Instructions for the task: Go through the data below and retype all of it exactly.

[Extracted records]
------
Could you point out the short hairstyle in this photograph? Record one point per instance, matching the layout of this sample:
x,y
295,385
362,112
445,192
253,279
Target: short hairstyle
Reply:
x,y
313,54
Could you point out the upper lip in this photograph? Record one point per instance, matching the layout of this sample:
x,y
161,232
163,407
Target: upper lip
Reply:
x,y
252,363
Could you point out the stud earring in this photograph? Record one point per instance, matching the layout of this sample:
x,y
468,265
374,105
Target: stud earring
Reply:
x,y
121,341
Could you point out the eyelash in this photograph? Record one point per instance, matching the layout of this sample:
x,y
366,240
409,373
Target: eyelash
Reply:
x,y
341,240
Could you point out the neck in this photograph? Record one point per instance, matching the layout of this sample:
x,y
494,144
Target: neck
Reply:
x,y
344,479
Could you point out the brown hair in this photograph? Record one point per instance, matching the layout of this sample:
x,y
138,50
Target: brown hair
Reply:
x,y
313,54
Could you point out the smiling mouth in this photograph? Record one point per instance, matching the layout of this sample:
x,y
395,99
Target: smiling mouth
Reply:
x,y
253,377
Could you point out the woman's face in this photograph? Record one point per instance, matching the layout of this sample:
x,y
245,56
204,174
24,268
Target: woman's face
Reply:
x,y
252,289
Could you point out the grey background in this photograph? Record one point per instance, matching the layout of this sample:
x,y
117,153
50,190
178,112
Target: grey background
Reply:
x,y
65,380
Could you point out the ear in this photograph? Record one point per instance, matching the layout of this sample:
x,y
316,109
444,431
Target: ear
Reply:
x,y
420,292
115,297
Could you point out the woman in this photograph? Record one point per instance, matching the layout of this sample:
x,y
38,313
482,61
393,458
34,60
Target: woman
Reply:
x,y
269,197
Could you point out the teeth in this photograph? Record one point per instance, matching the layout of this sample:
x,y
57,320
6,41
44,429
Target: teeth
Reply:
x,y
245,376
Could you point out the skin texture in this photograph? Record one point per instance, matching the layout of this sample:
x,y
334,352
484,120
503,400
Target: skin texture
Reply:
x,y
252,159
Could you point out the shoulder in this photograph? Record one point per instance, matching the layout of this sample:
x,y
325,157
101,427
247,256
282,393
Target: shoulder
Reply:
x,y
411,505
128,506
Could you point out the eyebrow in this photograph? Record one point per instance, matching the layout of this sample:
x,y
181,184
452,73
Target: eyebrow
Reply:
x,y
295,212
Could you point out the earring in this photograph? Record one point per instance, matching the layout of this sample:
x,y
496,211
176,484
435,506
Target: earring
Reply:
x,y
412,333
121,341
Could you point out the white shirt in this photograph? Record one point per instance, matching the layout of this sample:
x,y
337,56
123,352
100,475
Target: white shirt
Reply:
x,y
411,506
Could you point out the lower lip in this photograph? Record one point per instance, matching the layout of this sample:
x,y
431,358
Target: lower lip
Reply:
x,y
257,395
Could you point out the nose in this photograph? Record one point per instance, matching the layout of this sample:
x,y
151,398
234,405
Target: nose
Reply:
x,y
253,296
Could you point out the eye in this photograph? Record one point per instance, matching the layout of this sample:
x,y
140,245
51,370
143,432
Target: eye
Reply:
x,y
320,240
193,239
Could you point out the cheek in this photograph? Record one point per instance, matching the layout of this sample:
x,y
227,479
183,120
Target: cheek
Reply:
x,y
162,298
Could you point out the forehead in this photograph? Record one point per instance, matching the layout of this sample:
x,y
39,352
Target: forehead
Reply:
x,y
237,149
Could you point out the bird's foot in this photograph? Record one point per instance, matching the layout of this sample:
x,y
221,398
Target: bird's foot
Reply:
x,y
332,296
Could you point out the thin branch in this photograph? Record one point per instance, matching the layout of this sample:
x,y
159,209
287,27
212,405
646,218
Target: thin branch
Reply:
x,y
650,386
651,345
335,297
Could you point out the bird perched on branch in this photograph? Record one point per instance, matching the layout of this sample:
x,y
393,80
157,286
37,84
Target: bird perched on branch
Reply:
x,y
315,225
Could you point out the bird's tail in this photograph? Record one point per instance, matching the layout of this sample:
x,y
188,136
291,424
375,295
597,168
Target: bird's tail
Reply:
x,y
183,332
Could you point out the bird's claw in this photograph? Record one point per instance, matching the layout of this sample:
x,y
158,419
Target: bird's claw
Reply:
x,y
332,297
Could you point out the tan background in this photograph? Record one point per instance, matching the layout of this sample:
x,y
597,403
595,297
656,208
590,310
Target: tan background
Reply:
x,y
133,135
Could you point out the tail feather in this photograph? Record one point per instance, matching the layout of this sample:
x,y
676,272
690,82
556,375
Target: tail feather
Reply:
------
Exercise output:
Could you point out the short hairstyle in this photograph? Record one point per instance, matching the layout of this sample:
x,y
295,385
362,112
445,192
253,279
Target: short hairstyle
Reply:
x,y
313,54
Could you point out the upper lip in this photograph? Record one point per instance, matching the layout of this sample:
x,y
161,232
163,407
Target: upper lip
Reply:
x,y
252,363
Could you point out the stud earring in this photograph? Record one point per instance, matching the layout of this sample:
x,y
468,265
374,105
Target: stud earring
Reply:
x,y
121,341
Could you point out the eyelash in this photograph? Record one point per instance, matching the layout of this sample:
x,y
366,240
409,373
Target: eyelash
Reply:
x,y
341,240
Could you point out the neck in this photograph? Record one point per instance, matching the layout of this sample:
x,y
494,144
Target: neck
Reply:
x,y
344,479
Could you point out the brown hair in this photograph? Record one point per instance, matching the layout of this sample:
x,y
138,50
Target: brown hair
Reply:
x,y
313,54
Could you point out the smiling mouth in this photograph? Record one point per instance, matching the layout of this sample:
x,y
395,99
Target: smiling mouth
Reply:
x,y
253,377
Could you point out the woman's face in this photograph? Record one point per instance, matching the layout of this sample:
x,y
245,56
204,174
24,268
Target: woman's face
Reply:
x,y
252,289
Could you point out the grey background in this photograph? Record one point per instance, matching the layout of this sample:
x,y
117,153
50,190
178,112
Target: grey background
Reply:
x,y
65,380
Could you point out the ear in this photograph? Record one point per instance, matching the layout of this sample:
x,y
316,109
444,431
Target: ear
Reply:
x,y
420,292
115,297
Could you point out the woman in this photograph? Record one point per instance, matching the layout of this sample:
x,y
38,313
482,61
393,458
34,60
Target: woman
Reply:
x,y
269,197
Could you point out the teeth in this photograph? Record one point per instance, matching the layout of this sample:
x,y
57,320
6,41
44,429
Target: teeth
Reply:
x,y
245,376
Could you point out the skin texture in this photograph? Record one point per instance, matching the layout of this sample:
x,y
334,352
484,120
503,400
Target: skin texture
Reply:
x,y
252,159
Could you point out the shoulder in this photograph? Record one point per instance, matching the layout of this sample:
x,y
325,157
101,427
247,256
282,393
Target: shoulder
Reply:
x,y
411,505
128,506
Could you point out the eyebrow in this photograph? Record one point per instance, matching the layout of this sample:
x,y
181,184
452,73
Target: eyebrow
Reply:
x,y
295,212
Could you point out the earring in this photograph? Record one point per instance, matching the layout of this sample:
x,y
496,211
176,484
435,506
Target: earring
Reply:
x,y
412,333
121,341
Could you point out the white shirt in this photograph? Record one point per instance, matching the layout of this sample:
x,y
337,56
123,352
100,475
Target: white shirt
Reply:
x,y
411,506
Could you point out the lower lip in this photograph? Record one point per instance, matching the layout of this sample:
x,y
431,358
Target: lower lip
Reply:
x,y
257,395
Could you point out the nose in this photograph? Record one point per instance, matching the layout of this sample:
x,y
151,398
234,405
Target: nose
Reply:
x,y
253,296
Could you point out the eye in this photograph? Record one point per instance, matching the layout of this sample:
x,y
140,245
51,370
143,432
Target: eye
Reply:
x,y
320,240
193,239
Could you point out the cheek in this photograph? Record one point per instance, matching the layout of this sample:
x,y
227,479
183,120
Target: cheek
Reply:
x,y
162,298
Could you point out the forehead in this photograph? Record one point per instance, matching the layout of this sample:
x,y
39,352
Target: forehead
Reply:
x,y
237,149
Could you point out the bird's foot in this photograph? Record one point per instance, matching the layout of this sample:
x,y
221,398
Target: bird's foot
Reply:
x,y
332,296
Could you point out the thin branch in this photograph? Record one point per instance, matching the layout of this sample:
x,y
159,209
287,27
212,405
646,218
Target: thin branch
Reply:
x,y
650,386
651,345
335,297
Could you point out the bird perched on branch in this photograph? Record one point per instance, matching the layout of this sample:
x,y
393,80
157,286
37,84
Target: bird perched on branch
Reply:
x,y
315,225
Could you point out the bird's tail in this photograph? Record one point per instance, matching the layout of this sample:
x,y
188,136
291,424
375,295
597,168
Target: bird's tail
Reply:
x,y
183,332
Could you point out the bird's claw in this photograph? Record one point per instance, matching the layout of this sample:
x,y
158,419
Target: bird's claw
Reply:
x,y
332,297
Could you point out the tan background in this photograph? Record one point per instance, matching the layout of this sample:
x,y
597,403
595,297
656,208
590,310
Target: tan background
Reply:
x,y
133,135
Could you point out the tail feather in this photograph? Record one point per instance, matching the layout of this sample:
x,y
676,272
690,82
556,375
Target: tail feather
Reply:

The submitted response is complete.